-- GIVEN REQUEST --
Reproduce all entries precisely, down to the last character.

-- DATA PROVIDED --
* begin *

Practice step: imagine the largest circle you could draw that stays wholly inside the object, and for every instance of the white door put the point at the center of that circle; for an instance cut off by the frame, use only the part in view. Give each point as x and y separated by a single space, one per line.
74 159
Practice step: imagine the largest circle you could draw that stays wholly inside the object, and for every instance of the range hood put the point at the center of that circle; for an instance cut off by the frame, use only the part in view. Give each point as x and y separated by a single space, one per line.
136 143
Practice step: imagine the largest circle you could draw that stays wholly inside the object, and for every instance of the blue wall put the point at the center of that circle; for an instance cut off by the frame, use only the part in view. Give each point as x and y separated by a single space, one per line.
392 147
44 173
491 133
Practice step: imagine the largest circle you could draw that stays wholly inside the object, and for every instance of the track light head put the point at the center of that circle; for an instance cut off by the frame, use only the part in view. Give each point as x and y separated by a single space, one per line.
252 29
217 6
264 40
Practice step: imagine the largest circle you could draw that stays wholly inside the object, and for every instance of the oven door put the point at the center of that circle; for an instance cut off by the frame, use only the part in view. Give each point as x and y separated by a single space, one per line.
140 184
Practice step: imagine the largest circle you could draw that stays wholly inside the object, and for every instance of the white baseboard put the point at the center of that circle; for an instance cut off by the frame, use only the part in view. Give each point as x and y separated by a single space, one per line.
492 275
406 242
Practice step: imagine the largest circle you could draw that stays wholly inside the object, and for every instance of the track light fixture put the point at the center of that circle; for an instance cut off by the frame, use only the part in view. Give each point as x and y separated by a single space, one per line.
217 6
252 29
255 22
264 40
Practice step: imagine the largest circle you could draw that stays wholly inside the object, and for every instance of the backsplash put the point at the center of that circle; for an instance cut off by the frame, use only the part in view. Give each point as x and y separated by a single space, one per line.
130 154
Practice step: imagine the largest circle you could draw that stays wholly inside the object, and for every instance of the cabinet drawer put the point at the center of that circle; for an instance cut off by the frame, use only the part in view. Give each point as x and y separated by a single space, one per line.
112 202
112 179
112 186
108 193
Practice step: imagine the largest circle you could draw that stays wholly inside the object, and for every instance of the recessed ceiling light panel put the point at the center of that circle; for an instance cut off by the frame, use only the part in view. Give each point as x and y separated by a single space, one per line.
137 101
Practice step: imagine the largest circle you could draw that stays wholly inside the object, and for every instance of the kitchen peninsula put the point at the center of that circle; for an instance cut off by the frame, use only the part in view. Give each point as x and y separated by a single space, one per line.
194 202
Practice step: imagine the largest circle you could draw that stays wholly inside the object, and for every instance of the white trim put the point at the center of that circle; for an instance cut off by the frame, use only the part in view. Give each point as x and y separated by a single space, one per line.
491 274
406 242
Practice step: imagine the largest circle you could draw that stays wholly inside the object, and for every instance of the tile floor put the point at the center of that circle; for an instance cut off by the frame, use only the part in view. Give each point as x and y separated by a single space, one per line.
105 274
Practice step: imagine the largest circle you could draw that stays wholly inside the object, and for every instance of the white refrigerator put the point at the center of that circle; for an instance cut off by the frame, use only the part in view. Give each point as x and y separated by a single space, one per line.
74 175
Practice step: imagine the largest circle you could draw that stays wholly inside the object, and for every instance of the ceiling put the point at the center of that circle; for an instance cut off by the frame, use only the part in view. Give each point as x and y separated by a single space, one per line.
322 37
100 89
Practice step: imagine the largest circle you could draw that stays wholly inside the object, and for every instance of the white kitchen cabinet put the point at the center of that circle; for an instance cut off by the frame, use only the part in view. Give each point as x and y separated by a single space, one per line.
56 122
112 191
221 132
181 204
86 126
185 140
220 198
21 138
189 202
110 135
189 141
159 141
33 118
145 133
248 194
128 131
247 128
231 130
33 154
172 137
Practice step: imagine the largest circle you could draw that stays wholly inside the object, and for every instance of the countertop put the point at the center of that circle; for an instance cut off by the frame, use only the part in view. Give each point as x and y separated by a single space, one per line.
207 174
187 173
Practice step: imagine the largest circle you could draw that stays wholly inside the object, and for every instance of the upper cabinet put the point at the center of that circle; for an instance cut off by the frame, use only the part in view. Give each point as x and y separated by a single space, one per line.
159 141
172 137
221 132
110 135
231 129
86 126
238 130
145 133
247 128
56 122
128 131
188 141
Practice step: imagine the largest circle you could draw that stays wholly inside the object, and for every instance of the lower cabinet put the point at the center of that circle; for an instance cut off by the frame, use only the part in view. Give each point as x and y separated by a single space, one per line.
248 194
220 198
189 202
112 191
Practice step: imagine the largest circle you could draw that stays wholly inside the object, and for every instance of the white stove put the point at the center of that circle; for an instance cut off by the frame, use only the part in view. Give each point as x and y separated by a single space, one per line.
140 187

* end *

-- FINAL RESULT --
Practice step: imagine the largest circle you could draw that stays wholly inside the object, and for every instance of the white door put the point at the center of that circle; for an instance cut off by the frame, use only the part in view. Give each point as x and y separated by a single space, one per line.
74 159
Practice step: imagine the largest circle you could draw that stays wholly inside the object, and for every instance of the range hood put the point at the center of that circle; for an instance cut off by the frame, use only the part in view. Give each point as x and y separated by a single space, one per line.
136 143
Practice step: imagine the largest circle you could draw that stays wholly inside the object, and for every instance of the blue wall put the point at the center of that circle; for an instance cut off by the frame, use only the part in view. Give each point as x and y separated by a single space, one per line.
392 147
44 173
491 133
Practice step: imagine the largest circle you could draw that stays wholly inside the object, and for every instance of the track light head put the point at the center of that circle; for an instance cut off by the frame, use only the part in view. Give each point as x and y separated by a single space, one per line.
252 29
217 6
264 40
Practice step: imagine the largest circle you could draw that stays wholly inside the object, and for every instance of the oven door put the point at the center of that circle; for an instance cut off by the frame, use only the part in view. Give each point as x and y separated by a single space, one per line.
140 184
Practice step: imagine the largest circle you could draw that stays wholly inside the object, and for every instance of the white baseboard put the point at the center of that circle; for an instance cut off by the frame, use only the part in view. Give each point as x and y separated by a single space, one per line.
492 275
406 242
Practice step: imagine the largest circle you could draw that stays wholly inside the object, and for every instance of the track light fixture put the point at the center of that circle; for an instance cut off by the frame, use only the part in view. Give each point as x and y separated by a single space, one per line.
217 6
252 29
255 22
264 40
Practice step: imagine the largest circle you could draw that stays wholly inside the object, and for every instance of the backsplash put the point at the center of that circle; for an instance cut off by the frame, use only the part in view. Give each point as x and y separated by a single space, one per line.
130 154
Practice step: imagine the largest circle you could draw that stays wholly inside the object, and for every instance of the cabinet drawer put the point at the center of that circle; for an instance cut off by the frame, use only the part in view. Give each point as x and y separated by a single space, one per line.
112 202
112 179
112 186
108 193
Practice step: imagine the largest circle you could draw that stays wholly inside the object, and for every instance of the recessed ceiling light panel put the point at the center of that circle; for an instance cut off by the frame, use only the part in view. Give each point as x and y separated by a single space, one per line.
137 101
Practice step: imagine the largest circle you could draw that stays wholly inside the object, and for every instance of the kitchen peninsula put the point at the center of that circle; for an instance cut off by the frame, use only the part in view. Give each point as x and y separated by a single space, one per line.
194 202
Practice step: imagine the largest circle you could draw that stays wholly inside the object, and for every instance of the white trim put the point at the center of that circle; for an instance cut off by the frame, use only the part in view. Give each point as x and y separated by a single space, one per line.
491 274
406 242
Practice step: imagine the largest circle you could draw that stays wholly inside the object, and for every instance of the tile floor put the point at the center of that circle; for an instance cut off by the frame, use only the part in view. Give each point as x and y separated by a single space, one per line.
105 274
Practice step: imagine the largest circle you could draw that stays wholly inside the object, and for every instance of the white refrigerator put the point at the center of that circle; for an instance cut off by the frame, use only the part in view. Give each point as x and y separated by a single space, one per line.
74 175
Practice step: imagine the largest circle you could draw that stays wholly inside the object, and for every instance of the ceiling put the point at the center of that circle; for an instance cut off by the frame, use only the part in view. Give each point as x and y separated by a single space, one per line.
322 37
100 89
Practice step: imagine the largest circle you could draw that stays wholly inside the object, and for every instance of the white kitchen cabinet put the point at the center of that circle; for an instance cut off by the frame, use only the part in view. Give each point as x and y separated by a single space, one per line.
56 122
112 191
221 132
181 204
86 126
185 140
220 198
21 138
189 202
110 135
189 141
159 141
33 118
145 133
248 194
128 131
247 128
231 130
33 154
172 137
Practice step: imagine the largest circle you could draw that stays wholly inside the object, and for every instance of the countertop put the point at the center of that circle; for an instance cut off by the frame, use only the part in view. Give each point as x and y separated by a single space, one per line.
207 174
187 173
Practice step: imagine the largest circle you could draw that stays wholly inside the object, and for every instance of the upper cabinet put the point at the center of that circle; for an instance cut off by the frame, use only the part in view. Give each point as x and y separated by a single space, one per line.
159 141
172 137
221 132
110 135
231 129
86 126
238 130
145 133
247 128
56 122
128 131
188 141
Practice step: imagine the largest circle you could draw that stays wholly inside the object, and for every instance of the lower cabinet put the point at the center of that circle; for an instance cut off by the frame, use only the part in view. Give each point as x and y separated by a single space, one per line.
248 194
220 198
189 202
112 191
Practice step: imagine the largest circle you could draw that stays wholly inside the object, and for every instance of the white stove put the point at the center of that circle; for an instance cut off by the frame, use only the part in view. Give each point as x and y separated by a single space, one per line.
140 187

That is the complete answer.